Is this class great? An emphatic yes. It has a chance to be remembered as 1 of the best ever. Last year the NFL drafted 32 WRs. In '22, 28 WRs were drafted and in '21, 34 were drafted. I have given 48 WRs in this class a draftable grade and I've never given more than 32 WRs a draftable grade in any one year. I've averaged 27 draftable WRs each year for 10 years. Yes, this class has exceptional potential. Like always, success depends on health, situation and fit for each individual prospect. This class has 17 players with immediate starter grades and another 8 with significant promise to become starters quickly. And not many of them have boom-bust potential. There's really not a Harry among them although 1 comes close.

WRs who can separate? 50% of the players in this class have the speed or route running skill to separate. No worries.

Let's get into it.
I'll list them in the order I have them ranked by category & then I'll get into individual player notes in the coming days.

SMALL SLOT: * indicates a versatile player who can play other WR positions and isn't limited to the Slot role. I want all of these first 9 guys listed.
Some of the players placed at the top of this fit-based section are ahead of higher-ranked players in the overall rankings. That’s because a narrower range of skills are considered here

1. Malik Nabers, LSU*: The best receiver on my board capable of playing all three positions due to his athletic ability, route running, reliable hands, positioning and toughness at the catch point, and open-field work. The best route runner I've seen since Keenan Allen.
***
[PROBLEMS TO WORK ON]:
**1)** In the wide receiver draft notes, reproduce the passage from "SMALL SLOT: *" up to and including "since Keenan Allen.".
**2)** In the wide receiver draft notes, how many receivers in this class have been given a draftable grade?
**3)** Extend the wide receiver draft notes, starting after the entry on Malik Nabers.
***
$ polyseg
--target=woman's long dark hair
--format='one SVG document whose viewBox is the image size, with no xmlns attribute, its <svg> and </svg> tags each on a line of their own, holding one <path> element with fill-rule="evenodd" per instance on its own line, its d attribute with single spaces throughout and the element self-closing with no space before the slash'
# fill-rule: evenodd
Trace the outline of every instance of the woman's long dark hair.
***
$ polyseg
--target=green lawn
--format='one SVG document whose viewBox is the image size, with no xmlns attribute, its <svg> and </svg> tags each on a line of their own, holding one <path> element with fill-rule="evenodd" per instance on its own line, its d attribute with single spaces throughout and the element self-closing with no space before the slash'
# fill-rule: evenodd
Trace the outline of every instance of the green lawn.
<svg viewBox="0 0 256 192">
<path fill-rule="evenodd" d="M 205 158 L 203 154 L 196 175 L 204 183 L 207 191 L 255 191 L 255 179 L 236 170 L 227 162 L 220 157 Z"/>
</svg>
***
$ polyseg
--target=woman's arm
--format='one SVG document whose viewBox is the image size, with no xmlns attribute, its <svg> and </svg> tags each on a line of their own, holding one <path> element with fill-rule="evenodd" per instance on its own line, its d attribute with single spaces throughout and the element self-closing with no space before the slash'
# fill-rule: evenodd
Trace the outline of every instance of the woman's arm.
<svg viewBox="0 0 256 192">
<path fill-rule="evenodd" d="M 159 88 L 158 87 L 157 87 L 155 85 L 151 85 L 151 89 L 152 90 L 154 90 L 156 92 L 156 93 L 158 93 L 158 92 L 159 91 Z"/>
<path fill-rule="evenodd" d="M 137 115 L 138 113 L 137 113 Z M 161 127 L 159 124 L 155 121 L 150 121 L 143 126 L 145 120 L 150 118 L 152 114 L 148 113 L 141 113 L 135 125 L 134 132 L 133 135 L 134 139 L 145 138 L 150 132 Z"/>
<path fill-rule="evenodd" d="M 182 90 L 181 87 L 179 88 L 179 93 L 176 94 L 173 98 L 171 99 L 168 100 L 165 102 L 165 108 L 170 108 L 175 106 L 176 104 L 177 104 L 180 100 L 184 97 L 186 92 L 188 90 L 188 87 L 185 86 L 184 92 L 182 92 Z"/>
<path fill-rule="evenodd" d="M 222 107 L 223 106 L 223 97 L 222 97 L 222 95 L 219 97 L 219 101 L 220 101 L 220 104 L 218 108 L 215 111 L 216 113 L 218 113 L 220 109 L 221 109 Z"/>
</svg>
***
[ANSWER SET]:
**1)**
SMALL SLOT: * indicates a versatile player who can play other WR positions and isn't limited to the Slot role. I want all of these first 9 guys listed.
Some of the players placed at the top of this fit-based section are ahead of higher-ranked players in the overall rankings. That’s because a narrower range of skills are considered here

1. Malik Nabers, LSU*: The best receiver on my board capable of playing all three positions due to his athletic ability, route running, reliable hands, positioning and toughness at the catch point, and open-field work. The best route runner I've seen since Keenan Allen.

**2)** 48

**3)**
2. Xavier Worthy, Texas*: Likely a split end due to his speed and catch-point positioning and toughness but he could get bumped inside enough to wreak havoc on opposing defenses. He's small but this kid has the smarts, speed and toughness to succeed. I'm talking Steve Smith tough. Love this kid.

3. Ricky Pearsall, Florida*: He’ll likely play outside immediately but he could thrive inside and will likely earn looks there in situational packages. An under-rated WR. A semi-sleeper I'd love for the Pats

4. Jermaine Burton, Alabama*: A route technician who can play all three positions and is best considered a flanker or flanker-slot combo. Reliable and smart. Excellent use of hands against defenders. Another great route runner in the same vein as Malik Nabers and MHJ.

5. Ladd McConkey, Georgia: McConkey might be the first true slot on this board. He can produce as a flanker, but with his size, quickness, and skill over the middle, it could be a waste of resources to use him anywhere else than the slot. A smart runner in traffic and capable of big plays in the vertical game and after the catch.

6. Ainias Smith, Texas A&M: Although the physical dimensions differ, Smith’s play reminds me of Derrick Mason - ultra-reliable, more dynamic than characterized, tough, and versatile. He could be a flanker, but probably best for the slot and the backfield. One of the best open-field runners in the receiver class. Elusive with great vision after the catch. A DUI with unlawful gun possession will drop him on many boards but that was 2 1/2 years ago and no trouble since. This is the best WR you've never heard of until now.

7. Malik Washington, Virginia: A powerful and efficient runner in space and behind blockers, Washington can win the ball over defenders and has enough speed to pose mismatches from the slot. Smart and reliable.

8. Luke McCaffrey, Rice*: A budding technician in the route game who has well-developed skills with the ball in his hands and skills at the catch point. Explosive enough that he’ll be considered for a perimeter role.

9. Jalen McMillan, Washington: McMillan does his best work from the slot but could be cast as a flanker. He has excellent footwork with his routes and good hands.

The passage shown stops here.